Coordinate labeling data:
start

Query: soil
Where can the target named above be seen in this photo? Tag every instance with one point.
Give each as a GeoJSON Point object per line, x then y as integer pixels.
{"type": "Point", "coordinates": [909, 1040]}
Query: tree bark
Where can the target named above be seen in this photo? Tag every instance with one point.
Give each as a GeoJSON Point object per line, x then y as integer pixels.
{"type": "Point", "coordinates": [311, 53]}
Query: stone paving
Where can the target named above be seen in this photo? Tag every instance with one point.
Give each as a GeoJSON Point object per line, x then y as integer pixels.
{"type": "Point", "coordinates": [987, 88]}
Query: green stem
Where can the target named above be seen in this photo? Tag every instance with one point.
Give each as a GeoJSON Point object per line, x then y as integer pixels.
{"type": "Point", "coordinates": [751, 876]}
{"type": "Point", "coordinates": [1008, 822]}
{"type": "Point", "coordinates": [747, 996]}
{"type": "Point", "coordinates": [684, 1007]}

end

**DO THIS**
Please reproduce the data word for word, starting at the line that contains "Query: green stem" and ending at the last line of the data.

**PROBLEM SOLUTION**
Query: green stem
Where can the target named above be seen in this photo? Tag every instance with one point.
Give each as a GeoJSON Point object per line, x then y as integer pixels.
{"type": "Point", "coordinates": [751, 876]}
{"type": "Point", "coordinates": [1008, 822]}
{"type": "Point", "coordinates": [747, 996]}
{"type": "Point", "coordinates": [684, 1007]}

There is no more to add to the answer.